··· EXCERPT TO READ ···

The Specification Spectrum: Narrowing the Guesswork

If natural language prompts are inherently under-specified, how do we constrain the "guess" of an AI agent? It requires moving beyond simple unit tests, which only check the exact conditions a human engineer thought to write down. Instead, we must look at a spectrum of verification rigor.

BL Dr. Ben Livshits #languages #correctness #verification June 18, 2026

01 Generation is Easy, Knowing What to Build is Hard

The paradigm of software engineering is undergoing a tectonic shift. In a recent podcast discussion, Michael Truell — CEO of Anysphere, the company behind Cursor — articulated a fundamental friction point in the move from autocomplete toward capturing developer intent: the problem of under-specification. When developers write natural language prompts, the underlying LLM—paired with a CLI or IDE harness or an agentic setup—is effectively forced to guess the developer's intent. Sometimes the guess is brilliant; other times, it completely misses the mark.

··· INPUT DATA ···

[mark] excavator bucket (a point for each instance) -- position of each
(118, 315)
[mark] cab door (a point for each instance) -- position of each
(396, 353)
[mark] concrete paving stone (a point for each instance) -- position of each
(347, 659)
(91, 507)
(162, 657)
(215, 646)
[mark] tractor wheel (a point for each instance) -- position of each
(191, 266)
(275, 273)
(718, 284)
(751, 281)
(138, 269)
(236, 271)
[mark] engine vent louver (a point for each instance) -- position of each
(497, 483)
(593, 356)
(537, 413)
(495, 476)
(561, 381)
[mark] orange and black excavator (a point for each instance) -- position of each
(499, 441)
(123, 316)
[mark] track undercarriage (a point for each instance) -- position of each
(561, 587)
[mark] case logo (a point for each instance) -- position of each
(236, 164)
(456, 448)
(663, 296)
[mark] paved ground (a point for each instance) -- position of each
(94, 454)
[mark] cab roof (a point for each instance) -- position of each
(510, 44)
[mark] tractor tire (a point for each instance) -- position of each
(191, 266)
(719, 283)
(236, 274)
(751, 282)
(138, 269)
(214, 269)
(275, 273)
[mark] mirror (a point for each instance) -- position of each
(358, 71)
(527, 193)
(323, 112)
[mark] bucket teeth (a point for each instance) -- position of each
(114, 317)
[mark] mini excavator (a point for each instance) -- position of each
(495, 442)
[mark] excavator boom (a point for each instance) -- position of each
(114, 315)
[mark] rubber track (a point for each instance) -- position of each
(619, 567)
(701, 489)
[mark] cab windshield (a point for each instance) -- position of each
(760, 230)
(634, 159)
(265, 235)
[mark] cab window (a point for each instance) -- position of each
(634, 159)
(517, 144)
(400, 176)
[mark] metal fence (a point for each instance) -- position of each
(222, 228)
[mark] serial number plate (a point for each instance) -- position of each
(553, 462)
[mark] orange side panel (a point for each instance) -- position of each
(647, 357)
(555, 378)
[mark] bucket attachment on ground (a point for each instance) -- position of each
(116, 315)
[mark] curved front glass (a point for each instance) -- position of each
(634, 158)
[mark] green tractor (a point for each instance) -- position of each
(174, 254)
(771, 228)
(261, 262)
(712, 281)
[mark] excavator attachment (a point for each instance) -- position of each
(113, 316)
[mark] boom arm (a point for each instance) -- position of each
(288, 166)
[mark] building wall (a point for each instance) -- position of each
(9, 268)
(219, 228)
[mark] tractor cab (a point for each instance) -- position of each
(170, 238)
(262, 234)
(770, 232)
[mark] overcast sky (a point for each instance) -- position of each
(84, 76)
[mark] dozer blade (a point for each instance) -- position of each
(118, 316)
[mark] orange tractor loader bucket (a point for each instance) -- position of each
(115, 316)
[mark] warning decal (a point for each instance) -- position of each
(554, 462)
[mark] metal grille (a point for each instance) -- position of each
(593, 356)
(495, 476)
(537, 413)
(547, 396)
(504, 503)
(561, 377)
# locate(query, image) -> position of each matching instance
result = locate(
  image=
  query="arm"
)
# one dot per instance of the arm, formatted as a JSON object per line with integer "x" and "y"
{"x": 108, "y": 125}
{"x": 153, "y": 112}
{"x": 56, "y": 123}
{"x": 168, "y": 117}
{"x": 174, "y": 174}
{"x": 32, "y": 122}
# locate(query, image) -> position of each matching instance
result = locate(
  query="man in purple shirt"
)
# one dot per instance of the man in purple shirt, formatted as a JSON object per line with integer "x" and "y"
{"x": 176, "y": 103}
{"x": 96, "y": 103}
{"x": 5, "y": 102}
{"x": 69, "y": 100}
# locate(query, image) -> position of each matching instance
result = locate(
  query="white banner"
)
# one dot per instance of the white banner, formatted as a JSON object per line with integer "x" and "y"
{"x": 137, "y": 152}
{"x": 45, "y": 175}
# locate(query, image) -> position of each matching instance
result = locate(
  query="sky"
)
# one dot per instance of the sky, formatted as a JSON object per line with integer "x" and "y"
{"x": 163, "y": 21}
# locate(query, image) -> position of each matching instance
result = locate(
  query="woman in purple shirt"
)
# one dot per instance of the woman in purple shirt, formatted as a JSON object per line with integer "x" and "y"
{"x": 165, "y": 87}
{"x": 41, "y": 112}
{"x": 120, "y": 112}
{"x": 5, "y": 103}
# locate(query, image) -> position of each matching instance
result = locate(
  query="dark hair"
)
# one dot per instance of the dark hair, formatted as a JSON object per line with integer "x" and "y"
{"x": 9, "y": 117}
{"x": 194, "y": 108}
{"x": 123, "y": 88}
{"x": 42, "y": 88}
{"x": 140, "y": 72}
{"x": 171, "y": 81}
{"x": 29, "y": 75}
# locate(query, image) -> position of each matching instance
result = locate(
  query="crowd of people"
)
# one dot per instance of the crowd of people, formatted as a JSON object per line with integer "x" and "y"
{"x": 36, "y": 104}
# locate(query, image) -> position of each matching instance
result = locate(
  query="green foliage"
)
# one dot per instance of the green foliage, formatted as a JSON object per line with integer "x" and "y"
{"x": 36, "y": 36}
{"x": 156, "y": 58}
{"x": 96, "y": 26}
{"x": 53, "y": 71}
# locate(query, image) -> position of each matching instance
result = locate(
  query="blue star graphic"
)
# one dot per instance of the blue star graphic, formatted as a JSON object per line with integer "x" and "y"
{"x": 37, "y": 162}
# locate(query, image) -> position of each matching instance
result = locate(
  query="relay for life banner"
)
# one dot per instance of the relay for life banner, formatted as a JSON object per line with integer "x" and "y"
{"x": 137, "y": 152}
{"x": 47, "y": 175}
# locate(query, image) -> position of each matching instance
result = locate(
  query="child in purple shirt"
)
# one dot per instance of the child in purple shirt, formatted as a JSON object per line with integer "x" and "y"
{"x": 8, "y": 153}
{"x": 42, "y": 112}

···

ASSIGNMENT
Write the next part of the article on under-specification in AI-assisted programming, beginning right after its final sentence. The data has no connection to the article on under-specification in AI-assisted programming.

WRITTEN RESPONSE
While many researchers and some engineers find this probabilistic guesswork deeply unsatisfying, it uncovers a profound truth: traditional programming has always been built on a foundation of under-specification. When you pull a third-party library via a package manager or integrate an external API, you rarely audit the thousands of lines of underlying code. Instead, you rely on a sparse README, a few function signatures, and a massive stack of unwritten assumptions. Moreover, the library you started with can be updated within hours or days, violating even the implicit assumptions of the developer.

In conventional programming, the human engineer is guessing how the library behaves; in the AI era, the machine is guessing what the human wants. It is the same fundamental problem, just inverted.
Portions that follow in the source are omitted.